■ **Brief**:
Having located "Category: waterfall" in the records below, repeat exactly the line it is on and all subsequent lines, ending with the last.
---------- Records supplied
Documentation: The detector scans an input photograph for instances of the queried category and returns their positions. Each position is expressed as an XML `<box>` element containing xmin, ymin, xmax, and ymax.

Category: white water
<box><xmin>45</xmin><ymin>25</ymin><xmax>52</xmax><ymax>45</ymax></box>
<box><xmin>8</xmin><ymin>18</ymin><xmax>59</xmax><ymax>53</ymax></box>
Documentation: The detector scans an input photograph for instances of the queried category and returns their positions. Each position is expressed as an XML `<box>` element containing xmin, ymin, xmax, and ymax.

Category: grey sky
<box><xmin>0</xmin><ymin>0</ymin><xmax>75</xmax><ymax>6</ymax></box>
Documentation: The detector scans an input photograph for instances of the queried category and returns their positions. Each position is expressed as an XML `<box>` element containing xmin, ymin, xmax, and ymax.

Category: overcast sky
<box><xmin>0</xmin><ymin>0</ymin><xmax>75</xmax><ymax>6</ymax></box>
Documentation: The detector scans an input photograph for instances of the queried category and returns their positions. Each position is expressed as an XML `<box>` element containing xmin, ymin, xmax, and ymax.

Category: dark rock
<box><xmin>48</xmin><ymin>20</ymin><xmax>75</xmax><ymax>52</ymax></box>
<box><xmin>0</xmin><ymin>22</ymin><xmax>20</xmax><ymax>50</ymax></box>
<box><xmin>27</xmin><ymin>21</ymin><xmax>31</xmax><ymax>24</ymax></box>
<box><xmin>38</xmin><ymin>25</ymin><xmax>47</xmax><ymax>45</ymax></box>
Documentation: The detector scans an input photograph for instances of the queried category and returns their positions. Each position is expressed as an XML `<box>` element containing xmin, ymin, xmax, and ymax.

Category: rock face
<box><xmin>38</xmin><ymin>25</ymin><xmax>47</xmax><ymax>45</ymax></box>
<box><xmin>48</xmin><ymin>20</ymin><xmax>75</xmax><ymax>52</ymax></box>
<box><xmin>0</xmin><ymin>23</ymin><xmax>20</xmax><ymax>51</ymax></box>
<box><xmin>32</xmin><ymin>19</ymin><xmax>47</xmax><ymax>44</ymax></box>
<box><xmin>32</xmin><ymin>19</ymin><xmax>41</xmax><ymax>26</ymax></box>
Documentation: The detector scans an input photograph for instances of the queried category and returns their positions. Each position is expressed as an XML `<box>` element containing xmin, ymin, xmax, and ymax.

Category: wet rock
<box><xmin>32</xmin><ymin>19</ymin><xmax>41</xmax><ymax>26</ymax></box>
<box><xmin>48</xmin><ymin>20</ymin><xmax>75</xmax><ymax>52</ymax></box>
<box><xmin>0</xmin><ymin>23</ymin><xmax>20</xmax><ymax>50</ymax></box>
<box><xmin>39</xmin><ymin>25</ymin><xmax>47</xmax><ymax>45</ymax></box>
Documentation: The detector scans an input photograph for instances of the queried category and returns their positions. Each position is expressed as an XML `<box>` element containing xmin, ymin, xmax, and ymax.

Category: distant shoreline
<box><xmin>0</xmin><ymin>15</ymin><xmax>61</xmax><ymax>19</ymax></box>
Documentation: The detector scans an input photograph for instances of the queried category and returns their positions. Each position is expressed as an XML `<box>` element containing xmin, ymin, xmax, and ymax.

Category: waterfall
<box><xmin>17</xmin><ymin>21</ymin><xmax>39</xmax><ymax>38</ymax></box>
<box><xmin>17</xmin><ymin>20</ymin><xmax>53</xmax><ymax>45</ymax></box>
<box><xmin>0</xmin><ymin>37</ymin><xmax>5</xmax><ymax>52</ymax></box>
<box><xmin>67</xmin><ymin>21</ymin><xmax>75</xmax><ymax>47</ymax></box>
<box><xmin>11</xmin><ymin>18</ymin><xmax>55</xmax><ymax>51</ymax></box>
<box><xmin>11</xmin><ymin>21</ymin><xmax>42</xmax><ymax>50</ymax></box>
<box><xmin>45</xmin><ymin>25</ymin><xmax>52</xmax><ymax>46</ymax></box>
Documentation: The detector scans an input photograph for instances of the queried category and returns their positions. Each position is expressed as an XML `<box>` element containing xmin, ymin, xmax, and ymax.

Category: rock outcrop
--------------------
■ **Answer space**:
Category: waterfall
<box><xmin>17</xmin><ymin>21</ymin><xmax>39</xmax><ymax>38</ymax></box>
<box><xmin>17</xmin><ymin>20</ymin><xmax>53</xmax><ymax>45</ymax></box>
<box><xmin>0</xmin><ymin>37</ymin><xmax>5</xmax><ymax>52</ymax></box>
<box><xmin>67</xmin><ymin>21</ymin><xmax>75</xmax><ymax>47</ymax></box>
<box><xmin>11</xmin><ymin>18</ymin><xmax>55</xmax><ymax>51</ymax></box>
<box><xmin>11</xmin><ymin>21</ymin><xmax>42</xmax><ymax>50</ymax></box>
<box><xmin>45</xmin><ymin>25</ymin><xmax>52</xmax><ymax>46</ymax></box>
Documentation: The detector scans an input photograph for instances of the queried category and returns their positions. Each position is expressed as an XML `<box>` element containing xmin, ymin, xmax, and ymax.

Category: rock outcrop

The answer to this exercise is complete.